— TRECHO —
═══
Agostinho de Hipona, quando pensa sobre os motivos da formação das comunidades, afirma que toda comunidade se une em torno de objetos comuns do seu amor. No seu livro A Cidade de Deus, afirma: “As tendências dos pesos são como que os amores dos corpos, quer busquem, por seu peso, descer, quer busquem, por sua leveza, subir, pois, como o ânimo é levado pelo amor aonde quer que vá, assim também o corpo o é por seu peso”². Ou seja, o homem se revela por aquilo que ama, pois o objeto de amor atrai o homem assim como um peso tende a cair.

Tarcísio e sua equipe de campanha podem não conhecer o pensamento de Agostinho, mas a divulgação de sua candidatura tem um quê aparente de genialidade: o reconhecimento de que pessoas se reúnem (isto é, formam comunidades) em torno de algo comum.
═══
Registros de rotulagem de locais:
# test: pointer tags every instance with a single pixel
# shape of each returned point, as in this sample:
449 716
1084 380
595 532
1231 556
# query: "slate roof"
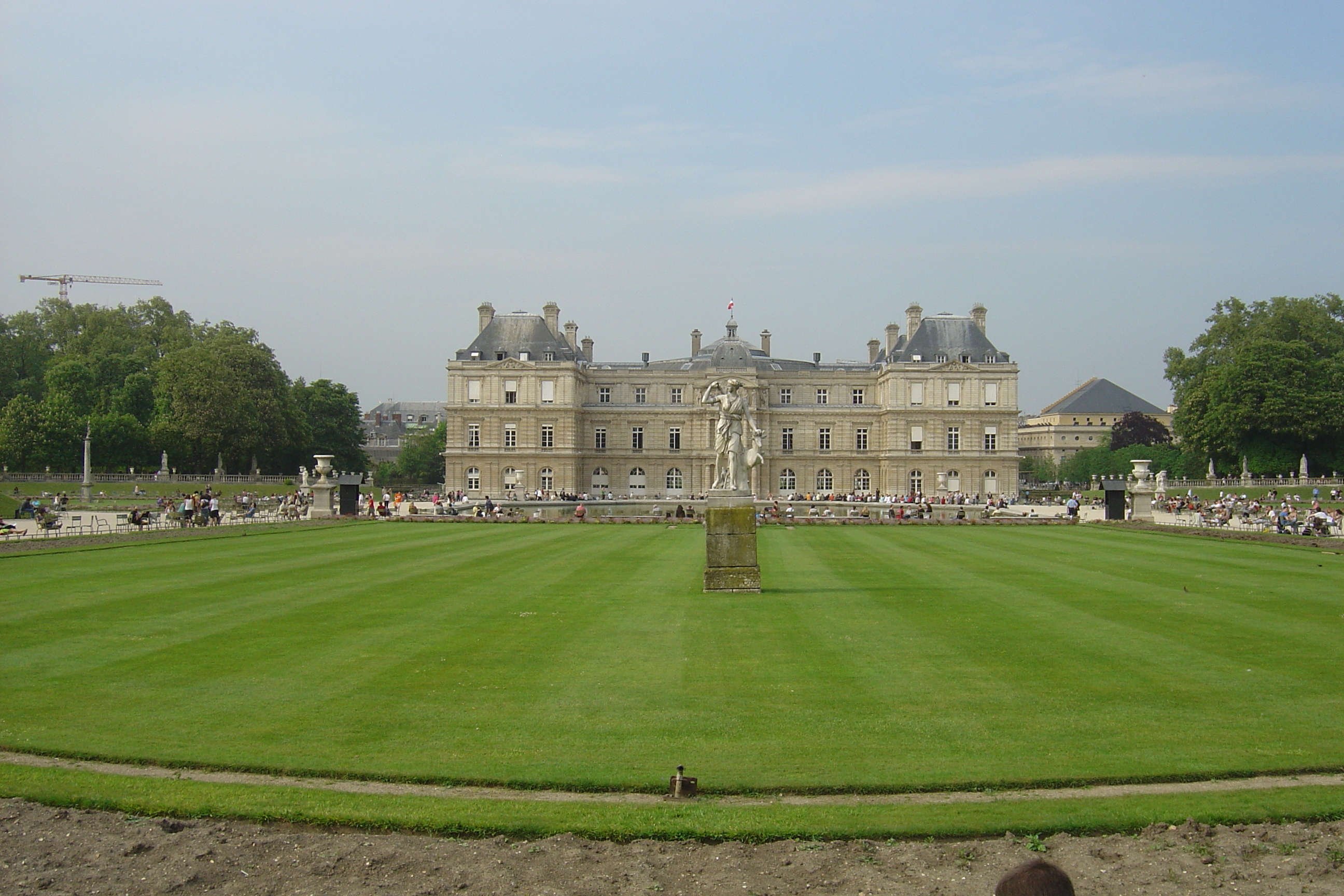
514 333
1101 397
948 336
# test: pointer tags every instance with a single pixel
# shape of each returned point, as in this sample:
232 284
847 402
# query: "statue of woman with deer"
737 441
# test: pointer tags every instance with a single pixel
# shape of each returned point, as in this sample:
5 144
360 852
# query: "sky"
354 179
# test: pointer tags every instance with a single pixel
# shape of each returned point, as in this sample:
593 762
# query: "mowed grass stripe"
879 659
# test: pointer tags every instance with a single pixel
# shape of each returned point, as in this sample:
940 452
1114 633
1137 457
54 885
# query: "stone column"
87 487
1141 492
324 503
730 559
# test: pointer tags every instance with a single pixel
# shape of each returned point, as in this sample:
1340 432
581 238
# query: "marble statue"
737 441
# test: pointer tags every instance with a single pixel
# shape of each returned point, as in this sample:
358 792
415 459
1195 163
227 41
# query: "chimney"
913 316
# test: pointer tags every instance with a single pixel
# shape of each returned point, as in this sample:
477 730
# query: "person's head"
1037 878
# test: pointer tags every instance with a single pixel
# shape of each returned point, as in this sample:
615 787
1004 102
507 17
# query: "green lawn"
878 659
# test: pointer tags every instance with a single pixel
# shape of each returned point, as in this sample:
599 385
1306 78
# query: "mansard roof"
514 333
949 336
1101 397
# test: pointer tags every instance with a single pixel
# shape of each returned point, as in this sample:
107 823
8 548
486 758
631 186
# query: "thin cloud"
904 185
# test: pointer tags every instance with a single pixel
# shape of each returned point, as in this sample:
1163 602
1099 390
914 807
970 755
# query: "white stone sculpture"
732 436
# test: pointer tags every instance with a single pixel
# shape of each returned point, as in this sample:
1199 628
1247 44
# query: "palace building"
933 410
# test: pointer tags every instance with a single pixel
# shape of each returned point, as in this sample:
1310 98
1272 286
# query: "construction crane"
65 280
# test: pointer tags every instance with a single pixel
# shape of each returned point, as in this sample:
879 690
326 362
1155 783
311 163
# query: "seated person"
1035 878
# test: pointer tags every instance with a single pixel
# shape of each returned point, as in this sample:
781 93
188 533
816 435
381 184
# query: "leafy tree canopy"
1139 429
148 378
1264 382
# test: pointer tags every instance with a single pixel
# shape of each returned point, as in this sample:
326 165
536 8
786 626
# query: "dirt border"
1263 782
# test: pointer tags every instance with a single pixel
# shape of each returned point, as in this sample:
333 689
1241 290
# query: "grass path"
586 657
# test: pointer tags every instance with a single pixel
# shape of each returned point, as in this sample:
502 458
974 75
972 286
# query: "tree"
423 456
331 413
1264 382
19 426
1139 429
230 398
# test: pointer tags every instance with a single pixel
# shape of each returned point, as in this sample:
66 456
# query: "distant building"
932 410
1081 419
387 425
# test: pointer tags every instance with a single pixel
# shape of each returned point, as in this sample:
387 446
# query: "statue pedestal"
730 561
324 504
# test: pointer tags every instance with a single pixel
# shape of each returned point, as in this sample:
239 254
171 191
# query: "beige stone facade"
530 410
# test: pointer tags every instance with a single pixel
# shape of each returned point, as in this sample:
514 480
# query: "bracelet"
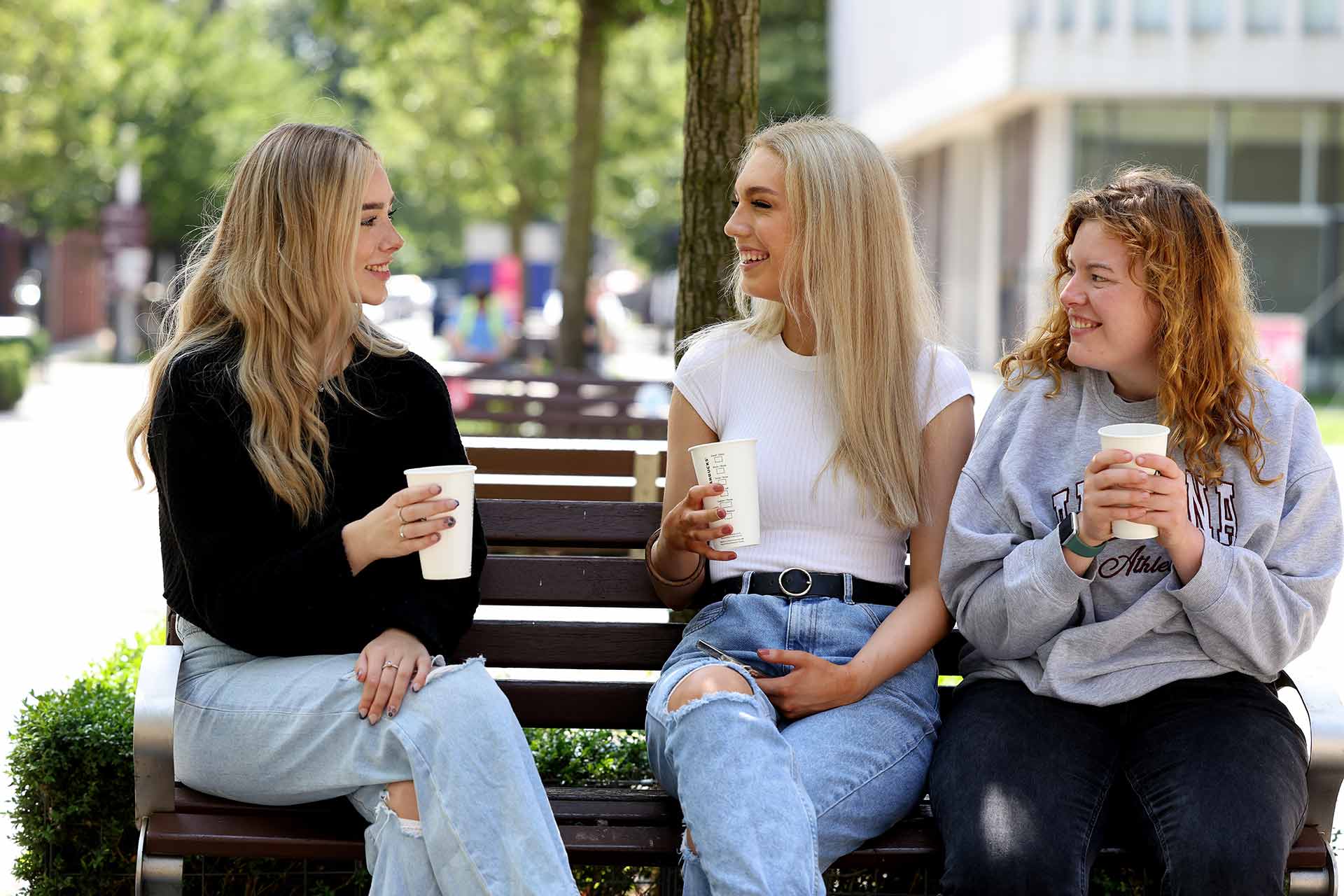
662 580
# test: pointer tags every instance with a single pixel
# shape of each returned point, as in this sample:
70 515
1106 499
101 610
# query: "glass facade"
1109 134
1265 152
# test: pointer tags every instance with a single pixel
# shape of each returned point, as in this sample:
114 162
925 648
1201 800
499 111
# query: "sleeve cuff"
1051 573
1210 583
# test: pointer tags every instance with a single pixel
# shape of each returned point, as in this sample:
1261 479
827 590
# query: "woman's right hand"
1110 495
397 527
689 526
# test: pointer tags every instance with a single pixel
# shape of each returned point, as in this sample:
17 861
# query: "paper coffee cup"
732 465
451 558
1136 438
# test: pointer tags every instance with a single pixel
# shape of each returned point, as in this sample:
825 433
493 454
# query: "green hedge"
15 359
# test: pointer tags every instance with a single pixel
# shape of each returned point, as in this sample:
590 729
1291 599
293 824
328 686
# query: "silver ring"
794 594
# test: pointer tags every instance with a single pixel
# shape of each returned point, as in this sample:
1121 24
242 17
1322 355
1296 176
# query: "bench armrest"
1326 729
155 700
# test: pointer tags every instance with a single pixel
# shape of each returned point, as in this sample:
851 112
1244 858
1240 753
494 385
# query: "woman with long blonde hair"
1114 679
279 425
812 727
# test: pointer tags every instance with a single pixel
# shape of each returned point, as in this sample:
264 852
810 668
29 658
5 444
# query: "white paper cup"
1136 438
452 556
732 465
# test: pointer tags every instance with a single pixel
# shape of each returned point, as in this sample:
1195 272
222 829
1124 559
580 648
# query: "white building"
999 108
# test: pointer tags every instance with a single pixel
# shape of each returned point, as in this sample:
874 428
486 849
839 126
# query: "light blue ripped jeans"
286 729
769 802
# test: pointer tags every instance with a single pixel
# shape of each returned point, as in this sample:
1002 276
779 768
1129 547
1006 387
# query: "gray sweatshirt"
1270 552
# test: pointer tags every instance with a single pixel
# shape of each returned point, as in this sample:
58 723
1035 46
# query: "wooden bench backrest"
580 582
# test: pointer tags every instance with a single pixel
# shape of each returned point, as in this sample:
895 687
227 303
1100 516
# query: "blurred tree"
597 20
88 85
793 59
721 113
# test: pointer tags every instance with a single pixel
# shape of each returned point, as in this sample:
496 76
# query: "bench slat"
577 704
608 524
571 645
573 582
═══
— INSTRUÇÕES —
**a)** Reescreva o trecho entre "Agostinho de Hipona, quando pensa" e "de algo comum.", inclusive, trocando "Agostinho" por "Santo Agostinho".
**b)** Resuma o parágrafo do trecho que começa com "Agostinho de Hipona, quando pensa", mantendo seus fatos principais.
**c)** Por favor, continue o trecho sobre Agostinho e a campanha de Tarcísio a partir do ponto em que ele termina.
Os itens não são necessários aqui.

— RESPOSTAS —
**a)**
Santo Agostinho de Hipona, quando pensa sobre os motivos da formação das comunidades, afirma que toda comunidade se une em torno de objetos comuns do seu amor. No seu livro A Cidade de Deus, afirma: “As tendências dos pesos são como que os amores dos corpos, quer busquem, por seu peso, descer, quer busquem, por sua leveza, subir, pois, como o ânimo é levado pelo amor aonde quer que vá, assim também o corpo o é por seu peso”². Ou seja, o homem se revela por aquilo que ama, pois o objeto de amor atrai o homem assim como um peso tende a cair.

Tarcísio e sua equipe de campanha podem não conhecer o pensamento de Santo Agostinho, mas a divulgação de sua candidatura tem um quê aparente de genialidade: o reconhecimento de que pessoas se reúnem (isto é, formam comunidades) em torno de algo comum.

**b)** Para Agostinho de Hipona, toda comunidade se une em torno de objetos comuns do seu amor. Em A Cidade de Deus, ele compara os amores aos pesos dos corpos: assim como o peso leva o corpo, o amor leva o ânimo. Assim, o homem se revela por aquilo que ama.

**c)**
No entanto, uma análise mais cuidadosa revela um problema estrutural. É impossível que Tarcísio represente as qualificações de todas as imagens. Por exemplo, Tarcísio não pode ser vascaíno e flamenguista ao mesmo tempo, nem judeu e umbandista. O mesmo problema pode ser percebido naqueles que compartilharam a hashtag “#EuAcreditoNoGordinho”: por mais que existam 155 tipos de identidades sugeridos pela campanha, o eleitor escolheu aquela imagem com a identidade que melhor lhe define, a despeito de sua universidade, gênero, religião, ou time de futebol.

Retomando Agostinho, a escolha pela melhor imagem não se dá apenas “racionalmente”. Há uma clara demonstração afetiva na nossa formação identitária. Existe uma lei natural inescapável, que é a busca que todo ser humano tem a uma fonte de sentido, o Sumo Bem, que é o objeto do nosso amor e lealdade últimos. Por exemplo, alguém pode dizer que “é do rock e acredita no Gordinho”, na medida em que, para essa pessoa, ela possui uma lealdade última à música, especificamente ao rock (sua “lealdade penúltima”, por assim dizer), e não ao samba ou ao funk, por exemplo.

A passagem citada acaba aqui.